Supplied entries Block Start
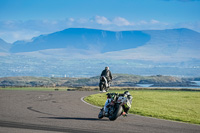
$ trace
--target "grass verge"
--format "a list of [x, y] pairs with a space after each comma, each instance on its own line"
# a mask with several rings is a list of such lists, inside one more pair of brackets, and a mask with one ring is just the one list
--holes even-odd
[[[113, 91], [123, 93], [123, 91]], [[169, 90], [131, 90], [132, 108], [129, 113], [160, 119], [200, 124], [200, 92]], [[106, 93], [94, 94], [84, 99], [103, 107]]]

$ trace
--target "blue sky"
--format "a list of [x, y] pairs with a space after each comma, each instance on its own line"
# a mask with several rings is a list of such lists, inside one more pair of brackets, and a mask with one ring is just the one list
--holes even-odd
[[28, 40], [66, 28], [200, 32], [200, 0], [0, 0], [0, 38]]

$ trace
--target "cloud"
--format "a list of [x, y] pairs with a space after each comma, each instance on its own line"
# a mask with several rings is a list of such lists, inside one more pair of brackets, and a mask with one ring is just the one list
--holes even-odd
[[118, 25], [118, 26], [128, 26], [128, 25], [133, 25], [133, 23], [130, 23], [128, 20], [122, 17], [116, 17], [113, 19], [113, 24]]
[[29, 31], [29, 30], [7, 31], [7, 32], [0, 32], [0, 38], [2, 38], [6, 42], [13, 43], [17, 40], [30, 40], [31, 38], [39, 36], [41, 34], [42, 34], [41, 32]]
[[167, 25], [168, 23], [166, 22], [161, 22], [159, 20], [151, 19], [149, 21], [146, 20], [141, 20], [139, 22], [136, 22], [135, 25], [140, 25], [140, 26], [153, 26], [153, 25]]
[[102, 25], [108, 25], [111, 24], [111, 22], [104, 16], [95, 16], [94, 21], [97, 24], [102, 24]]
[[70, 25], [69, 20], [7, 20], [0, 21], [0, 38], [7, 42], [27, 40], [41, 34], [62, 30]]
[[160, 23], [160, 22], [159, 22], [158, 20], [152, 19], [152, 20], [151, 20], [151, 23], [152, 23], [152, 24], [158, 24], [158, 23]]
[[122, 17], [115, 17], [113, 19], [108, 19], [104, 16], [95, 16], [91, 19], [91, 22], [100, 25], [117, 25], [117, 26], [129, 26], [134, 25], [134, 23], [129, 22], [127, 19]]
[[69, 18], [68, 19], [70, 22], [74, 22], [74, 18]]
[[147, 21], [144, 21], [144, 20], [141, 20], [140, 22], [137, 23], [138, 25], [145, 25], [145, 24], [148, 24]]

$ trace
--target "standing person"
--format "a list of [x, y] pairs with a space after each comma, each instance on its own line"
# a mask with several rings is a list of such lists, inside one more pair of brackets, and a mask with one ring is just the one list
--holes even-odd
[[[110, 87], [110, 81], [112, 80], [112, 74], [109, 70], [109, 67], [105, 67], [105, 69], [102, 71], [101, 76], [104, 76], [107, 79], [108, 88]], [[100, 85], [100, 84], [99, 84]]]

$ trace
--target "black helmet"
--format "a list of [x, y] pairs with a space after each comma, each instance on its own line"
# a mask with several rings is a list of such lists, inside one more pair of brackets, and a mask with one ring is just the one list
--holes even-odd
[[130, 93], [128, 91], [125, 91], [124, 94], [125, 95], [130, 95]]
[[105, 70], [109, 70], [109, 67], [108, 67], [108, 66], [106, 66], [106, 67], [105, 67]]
Supplied entries Block End
Supplied entries Block Start
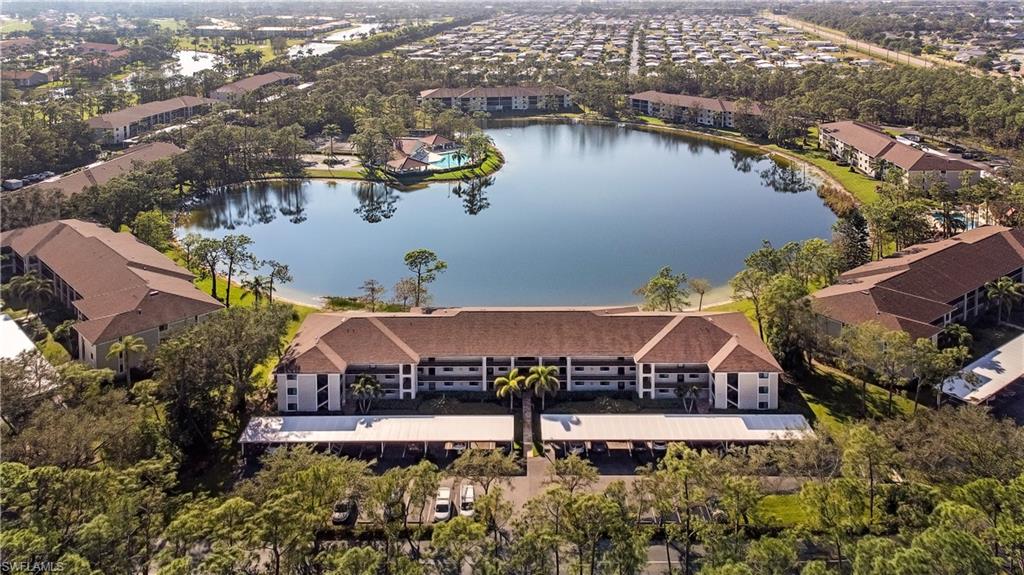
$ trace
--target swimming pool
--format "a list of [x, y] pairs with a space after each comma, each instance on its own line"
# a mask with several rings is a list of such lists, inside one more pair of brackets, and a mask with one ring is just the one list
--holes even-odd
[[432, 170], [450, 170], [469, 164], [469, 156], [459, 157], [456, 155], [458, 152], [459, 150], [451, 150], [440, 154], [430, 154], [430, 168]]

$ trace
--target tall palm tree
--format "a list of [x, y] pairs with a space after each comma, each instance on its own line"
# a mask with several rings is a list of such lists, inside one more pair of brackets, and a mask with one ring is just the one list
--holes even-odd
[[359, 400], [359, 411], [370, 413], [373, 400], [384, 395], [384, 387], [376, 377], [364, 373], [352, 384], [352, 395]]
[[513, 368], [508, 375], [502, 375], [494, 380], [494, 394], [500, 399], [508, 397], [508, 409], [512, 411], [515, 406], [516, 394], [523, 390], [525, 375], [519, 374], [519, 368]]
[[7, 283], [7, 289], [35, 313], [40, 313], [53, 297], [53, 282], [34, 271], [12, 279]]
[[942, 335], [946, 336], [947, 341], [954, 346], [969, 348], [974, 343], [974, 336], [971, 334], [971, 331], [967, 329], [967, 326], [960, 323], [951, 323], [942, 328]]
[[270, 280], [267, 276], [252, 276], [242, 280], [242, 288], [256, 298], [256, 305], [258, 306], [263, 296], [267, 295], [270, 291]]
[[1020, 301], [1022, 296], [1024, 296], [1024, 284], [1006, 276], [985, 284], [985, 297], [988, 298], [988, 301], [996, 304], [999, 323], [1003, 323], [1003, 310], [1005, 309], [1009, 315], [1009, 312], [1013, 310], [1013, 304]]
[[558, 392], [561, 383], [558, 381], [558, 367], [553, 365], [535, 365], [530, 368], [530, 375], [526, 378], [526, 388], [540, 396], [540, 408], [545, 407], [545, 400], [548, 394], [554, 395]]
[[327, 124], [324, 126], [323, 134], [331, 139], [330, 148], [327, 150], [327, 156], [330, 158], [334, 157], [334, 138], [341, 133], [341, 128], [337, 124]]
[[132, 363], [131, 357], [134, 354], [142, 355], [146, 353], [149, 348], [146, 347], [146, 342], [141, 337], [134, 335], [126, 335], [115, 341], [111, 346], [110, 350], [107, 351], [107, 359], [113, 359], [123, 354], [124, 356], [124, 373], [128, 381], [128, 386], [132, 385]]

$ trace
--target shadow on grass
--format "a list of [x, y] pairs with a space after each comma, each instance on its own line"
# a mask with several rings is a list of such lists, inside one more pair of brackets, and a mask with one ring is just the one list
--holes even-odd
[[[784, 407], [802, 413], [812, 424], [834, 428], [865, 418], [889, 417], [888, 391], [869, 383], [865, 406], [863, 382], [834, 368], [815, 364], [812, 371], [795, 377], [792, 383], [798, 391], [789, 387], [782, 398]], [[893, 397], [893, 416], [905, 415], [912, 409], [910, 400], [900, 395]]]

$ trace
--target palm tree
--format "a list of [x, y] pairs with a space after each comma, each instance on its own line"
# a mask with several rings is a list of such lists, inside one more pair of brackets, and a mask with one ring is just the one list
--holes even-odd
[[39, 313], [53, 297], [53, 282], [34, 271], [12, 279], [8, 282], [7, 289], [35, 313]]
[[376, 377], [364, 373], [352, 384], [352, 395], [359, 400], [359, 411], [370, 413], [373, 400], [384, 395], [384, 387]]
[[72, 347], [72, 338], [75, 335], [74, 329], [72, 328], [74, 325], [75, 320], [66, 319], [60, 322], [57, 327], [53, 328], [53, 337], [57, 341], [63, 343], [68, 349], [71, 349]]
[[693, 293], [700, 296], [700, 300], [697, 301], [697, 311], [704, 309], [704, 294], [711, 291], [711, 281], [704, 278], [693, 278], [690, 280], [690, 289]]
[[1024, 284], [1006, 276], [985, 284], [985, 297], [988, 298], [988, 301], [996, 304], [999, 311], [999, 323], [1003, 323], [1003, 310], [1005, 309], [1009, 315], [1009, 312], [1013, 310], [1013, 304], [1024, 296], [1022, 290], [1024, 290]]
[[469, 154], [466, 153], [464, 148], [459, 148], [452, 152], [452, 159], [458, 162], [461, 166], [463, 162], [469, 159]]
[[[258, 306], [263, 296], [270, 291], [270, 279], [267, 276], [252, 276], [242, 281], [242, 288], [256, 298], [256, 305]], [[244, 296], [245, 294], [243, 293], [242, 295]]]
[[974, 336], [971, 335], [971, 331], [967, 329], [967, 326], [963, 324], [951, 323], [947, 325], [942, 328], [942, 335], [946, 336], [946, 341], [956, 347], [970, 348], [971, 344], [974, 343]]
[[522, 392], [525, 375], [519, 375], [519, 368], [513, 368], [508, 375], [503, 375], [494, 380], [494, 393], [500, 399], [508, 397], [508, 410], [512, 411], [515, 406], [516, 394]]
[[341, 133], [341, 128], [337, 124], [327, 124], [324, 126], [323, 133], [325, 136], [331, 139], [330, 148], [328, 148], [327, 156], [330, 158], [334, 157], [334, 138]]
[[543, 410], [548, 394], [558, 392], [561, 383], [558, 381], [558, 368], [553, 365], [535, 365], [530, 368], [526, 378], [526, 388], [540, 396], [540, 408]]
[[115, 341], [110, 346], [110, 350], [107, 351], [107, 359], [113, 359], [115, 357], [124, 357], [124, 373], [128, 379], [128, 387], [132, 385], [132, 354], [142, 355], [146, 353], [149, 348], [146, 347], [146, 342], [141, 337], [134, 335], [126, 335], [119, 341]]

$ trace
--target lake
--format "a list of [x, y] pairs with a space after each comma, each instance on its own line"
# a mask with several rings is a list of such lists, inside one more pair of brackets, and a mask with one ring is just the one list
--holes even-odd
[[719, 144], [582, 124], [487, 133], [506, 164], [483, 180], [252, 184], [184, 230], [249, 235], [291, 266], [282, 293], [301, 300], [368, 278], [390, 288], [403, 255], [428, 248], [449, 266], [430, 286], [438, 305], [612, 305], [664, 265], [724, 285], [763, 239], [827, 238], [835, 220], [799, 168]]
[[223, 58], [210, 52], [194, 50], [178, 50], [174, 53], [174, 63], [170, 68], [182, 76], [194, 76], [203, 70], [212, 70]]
Supplied entries Block End
● **Assignment**
Within the data above, how many lines include the string "tree"? Only the number is required.

● **The completed task**
2